[Aim of the exercise]:
Copy the data below word for word, starting at the line that contains "of the chrome" and continuing through the last line of the data.
· · ·
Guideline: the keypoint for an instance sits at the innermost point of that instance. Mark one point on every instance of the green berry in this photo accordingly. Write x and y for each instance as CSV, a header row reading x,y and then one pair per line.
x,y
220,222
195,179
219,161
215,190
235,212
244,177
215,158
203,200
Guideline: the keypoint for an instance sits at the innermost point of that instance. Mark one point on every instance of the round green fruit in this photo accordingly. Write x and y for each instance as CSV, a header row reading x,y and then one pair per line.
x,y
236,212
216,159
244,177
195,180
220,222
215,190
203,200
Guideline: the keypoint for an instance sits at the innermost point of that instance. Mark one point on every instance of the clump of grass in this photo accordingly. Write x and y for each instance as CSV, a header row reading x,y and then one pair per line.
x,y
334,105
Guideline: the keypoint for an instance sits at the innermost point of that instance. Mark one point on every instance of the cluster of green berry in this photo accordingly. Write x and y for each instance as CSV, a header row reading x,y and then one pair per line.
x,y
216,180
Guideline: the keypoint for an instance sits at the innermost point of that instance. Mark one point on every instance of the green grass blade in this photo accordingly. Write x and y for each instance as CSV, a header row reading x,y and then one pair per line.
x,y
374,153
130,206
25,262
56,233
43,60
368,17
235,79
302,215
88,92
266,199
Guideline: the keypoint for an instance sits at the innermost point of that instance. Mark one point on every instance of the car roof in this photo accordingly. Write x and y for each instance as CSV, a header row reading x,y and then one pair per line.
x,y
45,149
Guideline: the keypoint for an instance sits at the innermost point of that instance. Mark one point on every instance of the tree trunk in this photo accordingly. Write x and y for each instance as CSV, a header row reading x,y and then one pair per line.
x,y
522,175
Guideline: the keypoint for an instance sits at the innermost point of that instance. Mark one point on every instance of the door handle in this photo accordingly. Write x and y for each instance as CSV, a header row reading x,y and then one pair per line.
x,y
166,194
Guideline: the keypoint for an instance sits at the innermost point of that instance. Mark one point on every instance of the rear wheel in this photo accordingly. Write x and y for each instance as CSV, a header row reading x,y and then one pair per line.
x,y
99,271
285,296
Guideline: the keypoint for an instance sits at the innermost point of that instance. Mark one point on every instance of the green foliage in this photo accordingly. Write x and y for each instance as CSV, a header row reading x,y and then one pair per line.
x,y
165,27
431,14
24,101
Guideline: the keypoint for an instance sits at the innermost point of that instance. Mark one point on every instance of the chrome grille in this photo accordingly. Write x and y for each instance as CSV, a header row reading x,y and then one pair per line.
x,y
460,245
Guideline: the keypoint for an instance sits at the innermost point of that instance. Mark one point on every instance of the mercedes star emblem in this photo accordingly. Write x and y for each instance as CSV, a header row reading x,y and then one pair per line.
· · ·
[Task solution]:
Guideline: the keypoint for an instance sits at the innermost point of that instance. Mark one point on every instance of the chrome grille in this photo accordingly. Write x and y for each instance as CSV, a header row reading x,y and then one pair per line.
x,y
460,245
Guideline: the keypoint for an instance sits at the innermost point of that instance. Mark one point on every instance of the mercedes star emblem in this photo accordingly. Write x and y for each instance as CSV, a header row reading x,y and then one pair per line.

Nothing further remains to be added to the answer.